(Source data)
=-=-=-=-=

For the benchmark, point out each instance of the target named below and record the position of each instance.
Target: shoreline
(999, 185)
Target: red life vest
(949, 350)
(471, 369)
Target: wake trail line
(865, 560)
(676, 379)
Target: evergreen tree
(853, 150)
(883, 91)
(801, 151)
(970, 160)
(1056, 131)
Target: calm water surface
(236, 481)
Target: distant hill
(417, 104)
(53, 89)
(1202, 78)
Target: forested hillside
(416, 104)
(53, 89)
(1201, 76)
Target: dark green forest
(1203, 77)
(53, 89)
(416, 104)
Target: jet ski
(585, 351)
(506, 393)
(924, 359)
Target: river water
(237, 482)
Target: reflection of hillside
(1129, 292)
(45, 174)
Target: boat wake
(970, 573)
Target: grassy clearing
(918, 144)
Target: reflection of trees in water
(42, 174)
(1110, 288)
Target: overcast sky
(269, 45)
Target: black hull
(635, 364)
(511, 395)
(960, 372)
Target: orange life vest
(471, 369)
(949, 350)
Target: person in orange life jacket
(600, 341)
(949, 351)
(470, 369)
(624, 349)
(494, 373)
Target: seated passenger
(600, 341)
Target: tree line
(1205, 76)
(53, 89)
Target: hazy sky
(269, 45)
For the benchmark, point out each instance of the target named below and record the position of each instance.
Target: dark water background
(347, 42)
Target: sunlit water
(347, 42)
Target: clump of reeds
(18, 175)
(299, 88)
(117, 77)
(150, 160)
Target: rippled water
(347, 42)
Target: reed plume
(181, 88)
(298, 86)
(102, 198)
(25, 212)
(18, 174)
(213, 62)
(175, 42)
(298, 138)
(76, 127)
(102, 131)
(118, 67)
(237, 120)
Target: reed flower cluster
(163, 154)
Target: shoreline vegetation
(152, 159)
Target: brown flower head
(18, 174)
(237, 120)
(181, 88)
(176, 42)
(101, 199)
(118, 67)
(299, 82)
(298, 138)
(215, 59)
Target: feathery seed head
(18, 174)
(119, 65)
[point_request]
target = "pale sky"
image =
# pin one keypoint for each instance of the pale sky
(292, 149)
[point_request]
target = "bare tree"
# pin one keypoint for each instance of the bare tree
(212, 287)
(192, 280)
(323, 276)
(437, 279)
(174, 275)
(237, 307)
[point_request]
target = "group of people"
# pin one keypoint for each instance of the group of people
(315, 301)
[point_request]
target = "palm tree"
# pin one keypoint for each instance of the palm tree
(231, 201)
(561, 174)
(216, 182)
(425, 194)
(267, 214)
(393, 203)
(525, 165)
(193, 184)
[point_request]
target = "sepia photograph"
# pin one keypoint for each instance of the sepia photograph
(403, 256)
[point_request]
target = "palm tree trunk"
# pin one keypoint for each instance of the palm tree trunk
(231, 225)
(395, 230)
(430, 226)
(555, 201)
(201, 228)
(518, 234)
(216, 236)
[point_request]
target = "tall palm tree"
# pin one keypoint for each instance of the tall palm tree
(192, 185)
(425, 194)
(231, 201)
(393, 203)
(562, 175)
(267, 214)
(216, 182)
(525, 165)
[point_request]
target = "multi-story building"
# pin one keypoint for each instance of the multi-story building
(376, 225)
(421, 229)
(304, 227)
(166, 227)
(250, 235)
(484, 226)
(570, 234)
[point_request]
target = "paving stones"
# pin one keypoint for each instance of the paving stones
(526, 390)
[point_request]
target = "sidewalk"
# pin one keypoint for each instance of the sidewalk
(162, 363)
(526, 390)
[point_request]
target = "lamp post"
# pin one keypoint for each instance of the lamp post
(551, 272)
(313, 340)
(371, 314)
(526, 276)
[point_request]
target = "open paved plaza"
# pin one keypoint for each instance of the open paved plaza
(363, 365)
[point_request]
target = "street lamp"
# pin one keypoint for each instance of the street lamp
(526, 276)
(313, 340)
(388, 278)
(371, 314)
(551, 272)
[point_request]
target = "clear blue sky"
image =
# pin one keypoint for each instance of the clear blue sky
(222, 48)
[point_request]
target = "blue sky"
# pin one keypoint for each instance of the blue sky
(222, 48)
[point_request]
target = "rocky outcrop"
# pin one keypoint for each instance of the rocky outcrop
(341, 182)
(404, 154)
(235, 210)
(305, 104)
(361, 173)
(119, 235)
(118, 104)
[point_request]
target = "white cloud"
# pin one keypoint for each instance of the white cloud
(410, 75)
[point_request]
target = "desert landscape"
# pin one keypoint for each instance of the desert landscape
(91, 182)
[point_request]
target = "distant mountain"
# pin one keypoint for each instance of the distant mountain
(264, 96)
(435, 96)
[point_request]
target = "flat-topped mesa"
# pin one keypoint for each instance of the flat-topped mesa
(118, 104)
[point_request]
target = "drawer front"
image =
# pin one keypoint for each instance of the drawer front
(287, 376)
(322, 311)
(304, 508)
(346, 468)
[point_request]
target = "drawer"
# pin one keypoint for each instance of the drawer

=-=-=-=-=

● Given request:
Reproduce the records above exactly as they appear.

● Task solution:
For the benchmark, point out each instance of the target named below and record the position of each instance.
Target: shoreline
(999, 185)
Target: red life vest
(949, 350)
(471, 369)
Target: wake trail line
(865, 560)
(676, 379)
Target: evergreen tree
(853, 150)
(883, 91)
(801, 151)
(970, 160)
(1056, 131)
Target: calm water surface
(236, 481)
Target: distant hill
(417, 104)
(53, 89)
(1202, 78)
Target: forested hillside
(416, 104)
(53, 89)
(1201, 76)
Target: dark green forest
(1203, 77)
(53, 89)
(416, 104)
Target: jet ski
(585, 351)
(506, 393)
(924, 359)
Target: river water
(237, 482)
Target: reflection of hillside
(1129, 292)
(45, 174)
Target: boat wake
(970, 573)
Target: grassy clearing
(918, 144)
Target: reflection of trees in water
(42, 174)
(1110, 288)
Target: overcast sky
(269, 45)
Target: black hull
(635, 364)
(511, 395)
(960, 372)
Target: orange life vest
(471, 369)
(949, 350)
Target: person in orange life jacket
(600, 341)
(949, 351)
(470, 369)
(624, 349)
(494, 373)
Target: seated passenger
(600, 341)
Target: tree line
(1205, 76)
(53, 89)
Target: hazy sky
(269, 45)
For the benchmark, point out each instance of the target named below and record the position of each instance.
Target: dark water background
(347, 42)
Target: sunlit water
(347, 42)
Target: clump of reeds
(18, 175)
(299, 88)
(117, 77)
(150, 160)
Target: rippled water
(347, 42)
Target: reed plume
(181, 88)
(298, 86)
(102, 198)
(25, 212)
(18, 174)
(213, 62)
(175, 42)
(298, 138)
(76, 127)
(102, 131)
(118, 67)
(237, 120)
Target: reed flower cluster
(163, 154)
Target: shoreline vegetation
(152, 159)
Target: brown flower head
(18, 174)
(237, 120)
(181, 88)
(176, 42)
(101, 199)
(118, 67)
(299, 82)
(298, 138)
(215, 59)
Target: feathery seed head
(18, 174)
(119, 65)
[point_request]
target = "pale sky"
image =
# pin one keypoint for each instance of the pale sky
(292, 149)
[point_request]
target = "bare tree"
# pin one keypoint for each instance of the bare tree
(212, 287)
(192, 280)
(323, 276)
(437, 279)
(174, 275)
(237, 307)
[point_request]
target = "group of people"
# pin one keypoint for each instance of the group of people
(315, 301)
[point_request]
target = "palm tree"
# pin one keypoint for each instance of the palm tree
(231, 201)
(561, 174)
(216, 182)
(425, 194)
(267, 214)
(393, 203)
(525, 165)
(193, 184)
[point_request]
target = "sepia photograph"
# pin one keypoint for each instance of the sepia photograph
(403, 256)
[point_request]
target = "palm tree trunk"
# pin one keypoint for each instance of the palm tree trunk
(231, 225)
(395, 230)
(430, 226)
(555, 201)
(201, 228)
(518, 234)
(216, 236)
[point_request]
target = "tall palm tree"
# pin one keypoint for each instance of the tall palm tree
(192, 185)
(425, 194)
(231, 201)
(393, 203)
(562, 175)
(267, 214)
(216, 182)
(525, 165)
[point_request]
target = "multi-story building"
# pin one keypoint for each instance of the multi-story building
(376, 225)
(421, 229)
(304, 227)
(166, 227)
(250, 235)
(484, 226)
(570, 234)
[point_request]
target = "paving stones"
# pin one keypoint for each instance of the paving stones
(526, 390)
[point_request]
target = "sidewalk"
# pin one keypoint for each instance of the sidewalk
(162, 363)
(526, 390)
[point_request]
target = "lamp post"
# pin one keypoint for each instance of the lamp post
(551, 272)
(313, 340)
(371, 314)
(526, 276)
[point_request]
target = "open paved plaza"
# pin one keypoint for each instance of the open paved plaza
(363, 365)
[point_request]
target = "street lamp"
# pin one keypoint for each instance of the street lamp
(526, 276)
(313, 340)
(388, 278)
(371, 314)
(551, 272)
[point_request]
target = "clear blue sky"
image =
# pin one keypoint for each instance of the clear blue sky
(222, 48)
[point_request]
target = "blue sky"
# pin one keypoint for each instance of the blue sky
(222, 48)
[point_request]
target = "rocky outcrop"
# pin one keypoint for each instance of the rocky outcrop
(341, 182)
(404, 154)
(235, 210)
(305, 104)
(361, 173)
(119, 235)
(118, 104)
[point_request]
target = "white cloud"
# pin one keypoint for each instance of the white cloud
(410, 75)
[point_request]
target = "desert landscape"
# pin one keypoint for each instance of the desert landscape
(91, 182)
[point_request]
target = "distant mountain"
# pin one keypoint for each instance of the distant mountain
(264, 96)
(435, 96)
[point_request]
target = "flat-topped mesa"
# pin one keypoint for each instance of the flat-topped mesa
(118, 104)
[point_request]
target = "drawer front"
image =
# pin one keypoint for each instance of the drawer front
(287, 376)
(322, 311)
(304, 508)
(346, 468)
[point_request]
target = "drawer"
# pin one keypoint for each instance of the drawer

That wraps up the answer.